Records from a data source
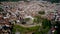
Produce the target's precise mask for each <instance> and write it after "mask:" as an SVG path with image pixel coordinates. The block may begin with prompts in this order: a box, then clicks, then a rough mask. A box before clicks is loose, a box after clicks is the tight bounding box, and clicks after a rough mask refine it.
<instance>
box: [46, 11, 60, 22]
mask: <svg viewBox="0 0 60 34" xmlns="http://www.w3.org/2000/svg"><path fill="white" fill-rule="evenodd" d="M47 18H48V19H49V20H55V21H60V10H57V11H54V12H50V13H49V14H48V15H47Z"/></svg>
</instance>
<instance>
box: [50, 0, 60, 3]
mask: <svg viewBox="0 0 60 34" xmlns="http://www.w3.org/2000/svg"><path fill="white" fill-rule="evenodd" d="M50 1H51V2H52V3H59V2H60V0H50Z"/></svg>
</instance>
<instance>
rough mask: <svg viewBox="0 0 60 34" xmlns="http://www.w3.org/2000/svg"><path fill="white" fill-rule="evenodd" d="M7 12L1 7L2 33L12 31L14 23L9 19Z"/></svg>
mask: <svg viewBox="0 0 60 34" xmlns="http://www.w3.org/2000/svg"><path fill="white" fill-rule="evenodd" d="M7 14H8V13H7V12H5V11H4V10H3V9H2V8H0V34H11V33H12V32H11V31H12V23H11V22H10V21H9V16H7Z"/></svg>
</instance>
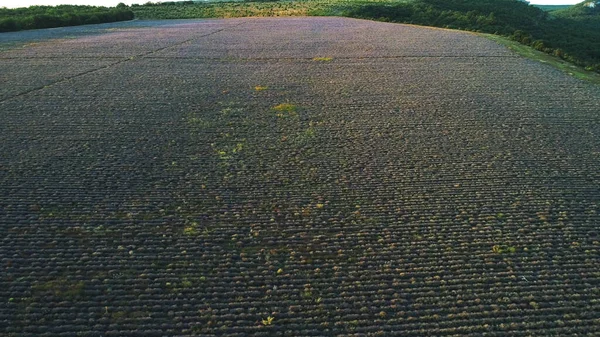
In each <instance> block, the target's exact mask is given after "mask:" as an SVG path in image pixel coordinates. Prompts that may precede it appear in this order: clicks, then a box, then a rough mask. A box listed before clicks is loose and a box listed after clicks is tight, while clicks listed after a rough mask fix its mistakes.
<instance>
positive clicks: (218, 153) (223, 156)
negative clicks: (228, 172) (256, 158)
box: [211, 139, 246, 160]
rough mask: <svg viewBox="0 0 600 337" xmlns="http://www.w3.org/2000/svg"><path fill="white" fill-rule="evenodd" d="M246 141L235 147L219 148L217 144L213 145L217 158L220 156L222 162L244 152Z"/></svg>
mask: <svg viewBox="0 0 600 337" xmlns="http://www.w3.org/2000/svg"><path fill="white" fill-rule="evenodd" d="M245 141H246V140H245V139H244V140H242V141H241V142H238V143H236V144H234V145H230V146H217V145H216V144H215V143H213V144H211V146H212V148H213V150H214V151H215V153H216V154H217V156H219V159H221V160H229V159H231V158H232V157H233V156H234V155H236V154H238V153H240V152H242V150H243V149H244V143H245Z"/></svg>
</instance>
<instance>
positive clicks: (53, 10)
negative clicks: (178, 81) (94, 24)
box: [0, 4, 134, 32]
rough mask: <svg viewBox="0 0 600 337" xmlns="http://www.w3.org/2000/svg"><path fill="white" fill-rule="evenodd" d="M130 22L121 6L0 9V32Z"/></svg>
mask: <svg viewBox="0 0 600 337" xmlns="http://www.w3.org/2000/svg"><path fill="white" fill-rule="evenodd" d="M133 18H134V14H133V11H131V9H129V7H127V6H126V5H124V4H119V5H118V6H117V7H113V8H108V7H96V6H72V5H60V6H30V7H27V8H14V9H9V8H0V32H12V31H19V30H25V29H38V28H54V27H64V26H78V25H87V24H94V23H105V22H116V21H125V20H132V19H133Z"/></svg>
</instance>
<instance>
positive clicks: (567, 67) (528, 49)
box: [480, 33, 600, 84]
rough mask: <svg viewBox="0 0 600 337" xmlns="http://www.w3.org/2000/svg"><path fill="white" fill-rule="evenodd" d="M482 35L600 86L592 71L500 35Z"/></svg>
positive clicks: (543, 62)
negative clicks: (546, 53) (584, 68)
mask: <svg viewBox="0 0 600 337" xmlns="http://www.w3.org/2000/svg"><path fill="white" fill-rule="evenodd" d="M480 35H482V36H485V37H486V38H488V39H490V40H492V41H495V42H497V43H499V44H501V45H503V46H505V47H507V48H508V49H510V50H512V51H513V52H515V53H517V54H519V55H521V56H523V57H526V58H529V59H532V60H535V61H539V62H542V63H546V64H548V65H550V66H552V67H554V68H556V69H559V70H561V71H563V72H565V73H567V74H569V75H571V76H573V77H575V78H578V79H581V80H584V81H588V82H592V83H595V84H600V74H598V73H595V72H592V71H587V70H585V69H584V68H582V67H578V66H576V65H574V64H572V63H569V62H567V61H564V60H562V59H560V58H559V57H556V56H553V55H550V54H546V53H544V52H541V51H539V50H536V49H533V48H531V47H529V46H526V45H523V44H520V43H519V42H516V41H512V40H510V39H508V38H505V37H502V36H498V35H493V34H482V33H480Z"/></svg>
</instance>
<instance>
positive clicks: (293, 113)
mask: <svg viewBox="0 0 600 337" xmlns="http://www.w3.org/2000/svg"><path fill="white" fill-rule="evenodd" d="M82 29H86V31H85V33H81V32H82ZM94 30H95V31H94ZM54 32H55V33H53V34H56V31H54ZM59 32H64V35H63V36H56V35H54V38H53V39H48V38H35V35H32V34H34V33H31V32H29V33H27V34H25V33H7V34H3V35H0V38H2V39H3V41H11V43H10V44H5V45H2V44H0V83H1V86H0V140H1V142H0V240H1V241H0V263H1V273H0V300H1V301H2V302H1V303H0V335H3V336H181V335H186V336H187V335H227V336H271V335H286V336H323V335H345V336H349V335H361V336H363V335H389V334H396V335H401V336H481V335H484V334H487V335H489V336H567V335H579V336H597V335H598V334H600V315H599V314H598V313H599V312H600V272H599V269H598V266H599V265H600V229H599V228H598V224H599V222H600V216H599V215H598V212H599V209H598V208H599V205H600V190H599V189H600V172H599V170H598V166H599V164H600V138H599V137H598V136H599V134H600V124H599V121H600V116H599V115H598V112H599V111H600V103H599V102H600V87H598V86H595V85H593V84H589V83H586V82H581V81H578V80H576V79H573V78H570V77H568V76H567V75H565V74H564V73H562V72H560V71H558V70H554V69H552V68H550V67H547V66H545V65H543V64H541V63H536V62H534V61H529V60H526V59H523V58H520V57H517V56H515V55H514V54H512V53H511V52H510V51H509V50H507V49H505V48H504V47H502V46H500V45H497V44H495V43H494V42H492V41H489V40H486V39H484V38H482V37H479V36H476V35H474V34H469V33H462V32H455V31H448V30H441V29H429V28H423V27H414V26H408V25H396V24H386V23H375V22H369V21H362V20H354V19H342V18H286V19H277V18H268V19H266V18H262V19H247V18H246V19H230V20H193V21H192V20H190V21H174V22H168V23H165V22H134V23H121V24H111V25H104V26H102V25H101V26H95V28H89V27H88V28H66V29H62V30H60V31H59ZM19 34H21V35H19ZM39 34H45V33H44V32H39Z"/></svg>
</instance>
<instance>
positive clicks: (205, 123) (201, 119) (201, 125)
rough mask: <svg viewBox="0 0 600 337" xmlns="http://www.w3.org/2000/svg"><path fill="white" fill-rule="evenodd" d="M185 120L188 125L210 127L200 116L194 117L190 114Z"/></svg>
mask: <svg viewBox="0 0 600 337" xmlns="http://www.w3.org/2000/svg"><path fill="white" fill-rule="evenodd" d="M187 122H188V124H189V125H190V126H194V127H200V128H207V127H210V122H209V121H207V120H205V119H203V118H200V117H196V116H190V117H188V119H187Z"/></svg>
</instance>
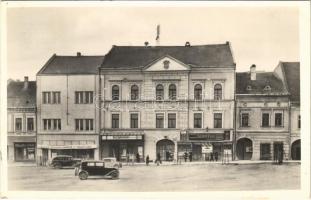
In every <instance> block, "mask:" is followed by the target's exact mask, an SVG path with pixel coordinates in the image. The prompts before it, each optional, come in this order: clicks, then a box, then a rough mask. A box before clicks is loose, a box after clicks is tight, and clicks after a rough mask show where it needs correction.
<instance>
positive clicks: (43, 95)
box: [42, 92, 51, 104]
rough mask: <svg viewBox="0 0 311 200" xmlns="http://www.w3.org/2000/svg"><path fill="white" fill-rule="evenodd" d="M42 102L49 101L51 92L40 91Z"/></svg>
mask: <svg viewBox="0 0 311 200" xmlns="http://www.w3.org/2000/svg"><path fill="white" fill-rule="evenodd" d="M42 98H43V104H50V103H51V92H42Z"/></svg>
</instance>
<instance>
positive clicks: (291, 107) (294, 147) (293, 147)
mask: <svg viewBox="0 0 311 200" xmlns="http://www.w3.org/2000/svg"><path fill="white" fill-rule="evenodd" d="M275 71H277V72H278V75H279V77H280V78H281V79H282V80H283V81H284V83H285V86H286V88H287V90H288V91H289V93H290V96H289V112H290V124H289V133H290V146H291V150H290V151H289V153H290V155H291V156H290V157H291V158H292V159H293V160H300V158H301V147H300V127H301V115H300V63H299V62H280V63H279V65H278V66H277V68H276V70H275Z"/></svg>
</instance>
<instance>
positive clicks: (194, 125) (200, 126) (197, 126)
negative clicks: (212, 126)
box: [193, 113, 202, 128]
mask: <svg viewBox="0 0 311 200" xmlns="http://www.w3.org/2000/svg"><path fill="white" fill-rule="evenodd" d="M193 127H194V128H202V113H194V115H193Z"/></svg>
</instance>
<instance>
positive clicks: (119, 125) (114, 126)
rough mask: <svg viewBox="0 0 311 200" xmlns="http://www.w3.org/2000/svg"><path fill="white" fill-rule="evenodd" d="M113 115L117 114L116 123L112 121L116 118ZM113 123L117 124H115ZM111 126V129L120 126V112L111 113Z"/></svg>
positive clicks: (116, 115)
mask: <svg viewBox="0 0 311 200" xmlns="http://www.w3.org/2000/svg"><path fill="white" fill-rule="evenodd" d="M113 116H118V119H117V120H118V123H116V122H114V120H116V119H114V118H113ZM115 125H117V126H115ZM111 128H113V129H118V128H120V113H111Z"/></svg>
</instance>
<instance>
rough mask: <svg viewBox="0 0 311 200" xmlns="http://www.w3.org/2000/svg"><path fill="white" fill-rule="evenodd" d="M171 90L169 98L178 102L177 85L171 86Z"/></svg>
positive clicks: (173, 85)
mask: <svg viewBox="0 0 311 200" xmlns="http://www.w3.org/2000/svg"><path fill="white" fill-rule="evenodd" d="M168 90H169V94H168V95H169V98H170V99H171V100H176V85H175V84H171V85H170V86H169V88H168Z"/></svg>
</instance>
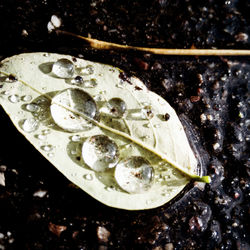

#### DESCRIPTION OF THE TASK:
Scan the entries for lines with the word "loose". The number of such lines is the whole answer.

#### RESPONSE:
3